Document section –
****************
Could you try the following patch ?

Thanks again !

diff --git a/net/core/dev.c b/net/core/dev.c
index 378c2d010faf251ffd874ebf0cc3dd6968eee447..8efda845611129920a9ae21d5e9dd05ffab36103
100644
--- a/net/core/dev.c
+++ b/net/core/dev.c
@@ -4796,6 +4796,8 @@ int __dev_queue_xmit(struct sk_buff *skb, struct
net_device *sb_dev)
                 * to -1 or to their cpu id, but not to our id.
                 */
                if (READ_ONCE(txq->xmit_lock_owner) != cpu) {
+                       struct sk_buff *orig;
+
                        if (dev_xmit_recursion())
                                goto recursion_alert;

@@ -4805,6 +4807,7 @@ int __dev_queue_xmit(struct sk_buff *skb, struct
net_device *sb_dev)

                        HARD_TX_LOCK(dev, txq, cpu);

+                       orig = skb;
                        if (!netif_xmit_stopped(txq)) {
                                dev_xmit_recursion_inc();
                                skb = dev_hard_start_xmit(skb, dev, txq, &rc);
@@ -4817,6 +4820,11 @@ int __dev_queue_xmit(struct sk_buff *skb,
struct net_device *sb_dev)
****************
Source excerpt –
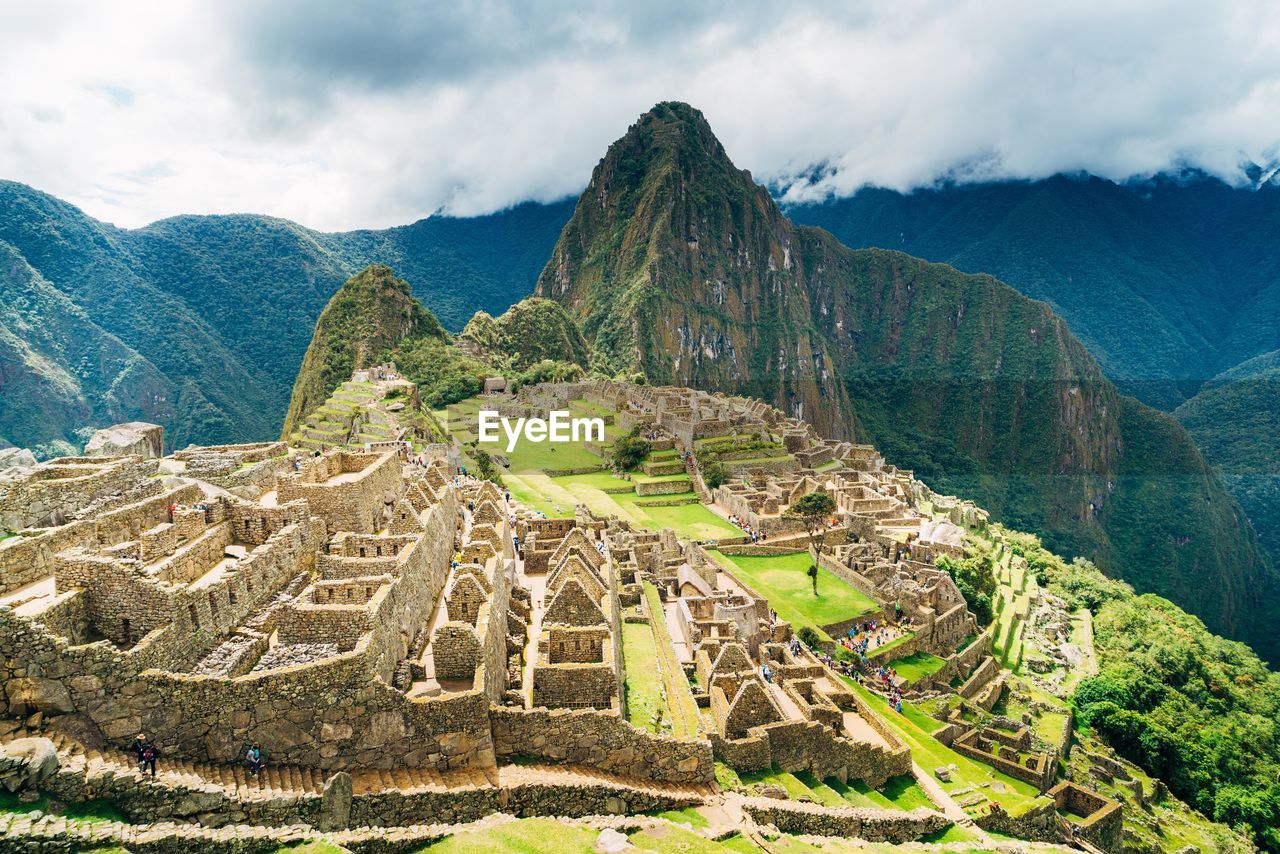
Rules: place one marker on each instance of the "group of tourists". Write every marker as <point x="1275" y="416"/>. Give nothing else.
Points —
<point x="146" y="753"/>
<point x="754" y="533"/>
****************
Tasks –
1. For each statement, answer yes or no according to the dev.c patch, and quote the words from it that decide the answer: (a) The patch modifies the file net/core/dev.c. (b) The patch declares a new variable named orig of type struct sk_buff pointer. (c) The first hunk of the patch begins at line 4805 of the original file.
2. Carry on the dev.c patch from the point at which it stops.
The lines placed after the dev.c patch are separate material and are not part of it.

Expected responses –
1.
(a) Yes: "diff --git a/net/core/dev.c b/net/core/dev.c"
(b) Yes: "struct sk_buff *orig;"
(c) No: "@@ -4796,6 +4796,8 @@"

2.
                        HARD_TX_UNLOCK(dev, txq);
                        net_crit_ratelimited("Virtual device %s asks
to queue packet!\n",
                                             dev->name);
+                       if (skb != orig) {
+                               /* If at least one packet was sent, we
must return NETDEV_TX_OK */
+                               rc = NETDEV_TX_OK;
+                               goto unlock;
+                       }
                } else {
                        /* Recursion is detected! It is possible,
                         * unfortunately
@@ -4828,6 +4836,7 @@ int __dev_queue_xmit(struct sk_buff *skb, struct
net_device *sb_dev)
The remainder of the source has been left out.